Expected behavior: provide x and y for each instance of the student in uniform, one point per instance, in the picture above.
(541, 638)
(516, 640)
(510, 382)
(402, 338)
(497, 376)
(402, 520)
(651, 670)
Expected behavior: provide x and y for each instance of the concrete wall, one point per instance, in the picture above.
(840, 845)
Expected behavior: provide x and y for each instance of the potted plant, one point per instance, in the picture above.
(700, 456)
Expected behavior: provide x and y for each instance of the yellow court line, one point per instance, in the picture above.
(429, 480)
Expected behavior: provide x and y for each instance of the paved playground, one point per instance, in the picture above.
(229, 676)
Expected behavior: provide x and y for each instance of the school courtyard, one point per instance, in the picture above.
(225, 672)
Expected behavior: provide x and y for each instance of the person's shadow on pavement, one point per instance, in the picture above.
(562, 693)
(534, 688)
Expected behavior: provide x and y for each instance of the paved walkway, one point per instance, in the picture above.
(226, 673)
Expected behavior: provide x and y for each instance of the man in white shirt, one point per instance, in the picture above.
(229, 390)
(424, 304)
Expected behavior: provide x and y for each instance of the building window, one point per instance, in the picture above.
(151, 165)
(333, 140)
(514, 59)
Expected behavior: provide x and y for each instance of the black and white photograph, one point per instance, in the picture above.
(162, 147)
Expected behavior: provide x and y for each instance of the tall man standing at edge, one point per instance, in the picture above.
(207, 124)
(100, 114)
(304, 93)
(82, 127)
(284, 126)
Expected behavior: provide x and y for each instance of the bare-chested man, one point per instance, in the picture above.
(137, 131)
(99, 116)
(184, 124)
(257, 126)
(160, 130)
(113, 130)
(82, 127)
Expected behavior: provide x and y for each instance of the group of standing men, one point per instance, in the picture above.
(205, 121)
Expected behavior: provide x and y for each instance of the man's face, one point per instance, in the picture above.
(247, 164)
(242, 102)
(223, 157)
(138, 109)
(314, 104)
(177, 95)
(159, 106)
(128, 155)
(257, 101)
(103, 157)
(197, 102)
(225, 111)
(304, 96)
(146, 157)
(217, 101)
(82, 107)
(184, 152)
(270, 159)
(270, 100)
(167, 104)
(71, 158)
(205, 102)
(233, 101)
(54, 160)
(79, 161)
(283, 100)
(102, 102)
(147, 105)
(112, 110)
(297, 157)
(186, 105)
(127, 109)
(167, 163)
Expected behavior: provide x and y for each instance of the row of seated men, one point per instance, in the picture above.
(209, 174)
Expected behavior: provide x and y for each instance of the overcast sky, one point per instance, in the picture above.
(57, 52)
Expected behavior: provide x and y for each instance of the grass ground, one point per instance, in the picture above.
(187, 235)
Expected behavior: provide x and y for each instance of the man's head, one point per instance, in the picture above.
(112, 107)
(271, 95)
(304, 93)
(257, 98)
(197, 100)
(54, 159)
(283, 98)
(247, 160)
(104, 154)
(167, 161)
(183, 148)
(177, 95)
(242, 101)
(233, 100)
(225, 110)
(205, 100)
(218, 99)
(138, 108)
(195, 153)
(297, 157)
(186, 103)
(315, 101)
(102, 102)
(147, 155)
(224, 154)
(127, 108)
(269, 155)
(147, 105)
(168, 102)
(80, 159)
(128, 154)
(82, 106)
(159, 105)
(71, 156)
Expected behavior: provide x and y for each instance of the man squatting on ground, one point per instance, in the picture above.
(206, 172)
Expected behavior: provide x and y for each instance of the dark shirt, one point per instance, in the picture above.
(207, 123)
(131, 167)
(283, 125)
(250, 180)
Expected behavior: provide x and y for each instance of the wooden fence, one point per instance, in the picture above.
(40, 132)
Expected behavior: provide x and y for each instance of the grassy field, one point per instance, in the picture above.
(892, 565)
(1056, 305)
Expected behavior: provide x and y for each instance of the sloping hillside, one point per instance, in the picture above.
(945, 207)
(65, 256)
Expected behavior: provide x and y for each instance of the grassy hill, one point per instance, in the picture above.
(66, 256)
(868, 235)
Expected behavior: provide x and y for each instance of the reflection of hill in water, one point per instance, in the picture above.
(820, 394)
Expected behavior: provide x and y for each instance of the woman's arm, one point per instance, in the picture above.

■ ■ ■ ■

Nothing in the records may be dropped; reproduce them exactly.

Expected behavior: provide x and y for each instance of the student in uniform, one point per instance, in the picture above.
(541, 638)
(516, 640)
(510, 382)
(402, 338)
(497, 376)
(402, 520)
(651, 670)
Expected behavior: provide x and y for each instance of the concrete wall, one point per instance, in the picture above.
(840, 845)
Expected behavior: provide x and y for each instance of the potted plant, one point per instance, in the picture above.
(700, 456)
Expected behavior: provide x and y for each instance of the yellow court line, one point per instance, in the picture above.
(429, 480)
Expected behavior: provide x and y for each instance of the paved playground, one point per instance, in the picture above.
(229, 676)
Expected behavior: provide x and y for each instance of the school courtyard, one point per instance, in the picture above.
(225, 672)
Expected behavior: provide x and y for each instance of the person's shadow on pavement, one point per instance, in the picture above.
(562, 693)
(534, 688)
Expected behavior: provide x and y for each instance of the paved walkway, one point per instance, in the picture above.
(226, 673)
Expected behavior: provide x and y for each instance of the man in white shirt, one point per instance, in the picture above.
(229, 390)
(424, 304)
Expected behavior: provide x and y for each instance of the building window, one point per instance, in the picture above.
(151, 165)
(333, 140)
(514, 59)
Expected behavior: provide x and y for each instance of the black and white photograph, one point per instance, in the picture above.
(162, 147)
Expected behavior: provide x and y for each instance of the tall man standing at edge, one point per instance, in the picture above.
(207, 124)
(100, 114)
(304, 93)
(82, 127)
(284, 126)
Expected behavior: provide x and y for each instance of the bare-chested man, one point per instance, in the picture above.
(137, 131)
(99, 116)
(184, 124)
(257, 126)
(160, 130)
(113, 130)
(82, 127)
Expected behavior: provide x and y for each instance of the group of standing men, one point per instance, in the picture above.
(205, 121)
Expected behavior: provide x and y for each instance of the man's face, one point per instance, in the picture above.
(247, 164)
(242, 102)
(223, 157)
(138, 109)
(314, 104)
(177, 95)
(159, 106)
(128, 155)
(257, 101)
(103, 157)
(197, 102)
(225, 111)
(304, 96)
(146, 157)
(217, 101)
(82, 107)
(184, 152)
(270, 159)
(270, 100)
(167, 104)
(71, 158)
(205, 102)
(233, 101)
(54, 160)
(79, 161)
(283, 100)
(102, 102)
(147, 105)
(112, 110)
(297, 157)
(186, 105)
(127, 109)
(167, 163)
Expected behavior: provide x and y for each instance of the row of seated men, one point per instance, in the picture above.
(209, 174)
Expected behavior: provide x and y for each instance of the overcast sky, one point per instance, in the picture above.
(57, 52)
Expected behavior: provide x and y for each instance of the grass ground, one point per instance, in the picture above.
(187, 235)
Expected behavior: provide x and y for each instance of the man's head, one point per instance, in the picture above.
(112, 107)
(271, 95)
(304, 93)
(257, 98)
(197, 100)
(54, 159)
(283, 98)
(247, 160)
(104, 154)
(167, 161)
(183, 148)
(177, 95)
(242, 101)
(233, 100)
(225, 110)
(205, 100)
(218, 99)
(138, 108)
(195, 153)
(297, 157)
(186, 103)
(315, 101)
(102, 102)
(147, 155)
(224, 154)
(127, 108)
(269, 155)
(147, 105)
(168, 102)
(80, 159)
(128, 154)
(82, 106)
(159, 105)
(71, 156)
Expected behavior: provide x and y for each instance of the man squatting on ground, one point per instance, in the picture above.
(206, 172)
Expected behavior: provide x and y for each instance of the dark shirt, one point per instance, in the picture above.
(207, 123)
(131, 167)
(283, 125)
(250, 180)
Expected behavior: provide x and y for each instance of the wooden fence, one point per instance, in the picture above.
(40, 132)
Expected behavior: provide x and y for each instance of the grassy field, one point per instance, in the picture above.
(892, 565)
(1056, 305)
Expected behavior: provide x and y for each instance of the sloping hillside, one point per instance, in the picture above.
(945, 207)
(65, 256)
Expected behavior: provide x and y for each instance of the grassy hill, one point per instance, in the picture above.
(66, 256)
(868, 235)
Expected behavior: provide x and y for each instance of the reflection of hill in water, one point per instance, in the picture above.
(820, 394)
Expected behavior: provide x and y for each instance of the woman's arm, one point per instance, in the picture above.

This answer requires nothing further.